_TEXT PASSAGE_
--- begin ---

Recently (2006) Google have decided they’ll add a second fee for using AdWords, but only for certain types of user.
You can see how it happens. Someone says:
“Hey - these guys that use our stuff… they make money off it. We should be, like, charging them or something.”
And some other person, who’s job is to make money says:
“Sure, no way those guys can use our stuff for profit without us getting a share.”
Bam! Right there, Google lost the plot and bought themselves a whole army of evil monkeys.
OK, so what is Google’s plot, and when and where did they lose it?
Google used to be pretty simple, back in 1999 or so. The idea was simple, anyway. Be the best search engine. That was it. No more, no less, just be the best.
Eventually, after a few loss making years of being the best, Google found a way to make money and still be the best. They introduced AdWords. Those “sponsored links” down the right side of the page, and the “Ads by Google” you see on various sites? Those are the main way that Google makes money.
They pressured advertisers to conform to the same rules for “good results” that worked for the main listing on the left, by using a CTR (and hence relevance) rewarding, but opaque, auction. In fact, it works so well, that many Google users assume that the same rules work for the sponsored links as work for the main results list - that the advert at the top is the one that Google, rather than user clicks and the advertisers bid, has determined to be the best answer.
Well, no crime here. Google added a way to make money, and made it so that users would probably find the most relevant answer ranked near the top of the paid search results.
Then Google added an API. Fancy words, meaning that programmers could now submit adverts through software. Doesn’t sound like much until you realise that some advertisers have 30,000 items of which only 20,000 are in stock at any time. Or perhaps, like the travel industry, what was a good price for a flight two hours ago is now an unavailable offer.
When you have a monster list of keywords, thousands or even tens of thousands of adverts and you have to bid all this to make a profit in the face of dynamic market responses to prices… well, you need a programmer or two to help make it all work fast enough.
So, whoop-de-do, Google adds an API and the programmers can get to work. We set up thousands of adverts and tens of thousands of keywords and tied it all to sales and site content. That way we don’t bid for keywords for products that aren’t in stock, and we bid on results.
Pretty neat stuff.
Then Google had that conversation.
They will now charge us for every change we make in AdWords, even just to find out what the performance has been. Why? Because we don’t work for Mr Big. We’re an independent outfit, using our smarts to help customers. If we worked for Mr Big, we’d call what we do an “in-house development effort” and we’d ask Google to excuse from the fees. But because we work for people like, well, you… some company that is not big enough to have a development team who can specialise in programming for internet marketing, we’re charged a fee.
But why is this evil?
There’s a bunch of reasons, from a variety of different perspectives.

--- end ---

_EXERCISE INSTRUCTIONS_
Continue the piece on Google's new AdWords API fee from the point where it stops.

_SOURCE EXCERPT_
--- begin ---

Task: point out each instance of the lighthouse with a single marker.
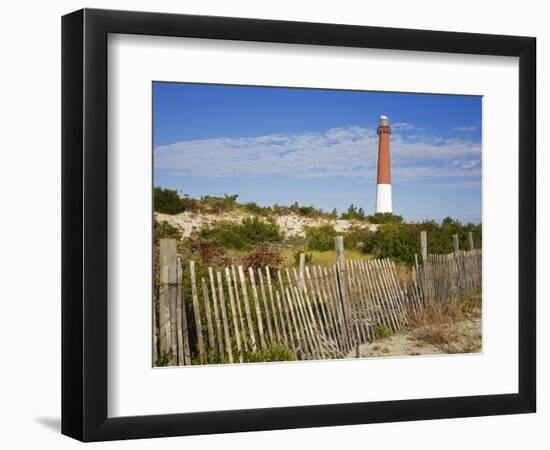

--- end ---

_RESULT OF THE TASK_
Taxing Relevance
Making Google the best search engine means that you have to be relevant. Any link that appears on the page of search results has to be relevant to the search. If there’s any link there that you don’t want, that’s a worse page of results than the optimum.
If you have to pay a fee to change anything - like removing a keyword when a product goes out of stock, adding a keyword for a narrow segment of the market, or making a single letter change in an advert, then the incentive is there to avoid making that change. The quest is no longer to get the best page of results, but to minimise the fees - because Google’s fees come out of my profit, my lunch, my kids music lessons.
Taxing Automation
Now, if, instead, I employed a team of low cost economy workers, they could make endless changes to the account, all day, every day, for free. That’s because Google isn’t charging for the regular AdWords web interface. Not yet anyway. They still use brainpower. They are still making money from using services that AdWords provides. But because it isn’t the API, that service isn’t charged. Hmm, some failure of rationality here.
The financial pressure exerted by Google is that we should not make changes. Our rationale for making changes is that we’d improve the account performance - that activity will benefit users as well the advertiser. So giving us a disincentive to improve the page of search results is completely counter to Google’s Plan For World Domination.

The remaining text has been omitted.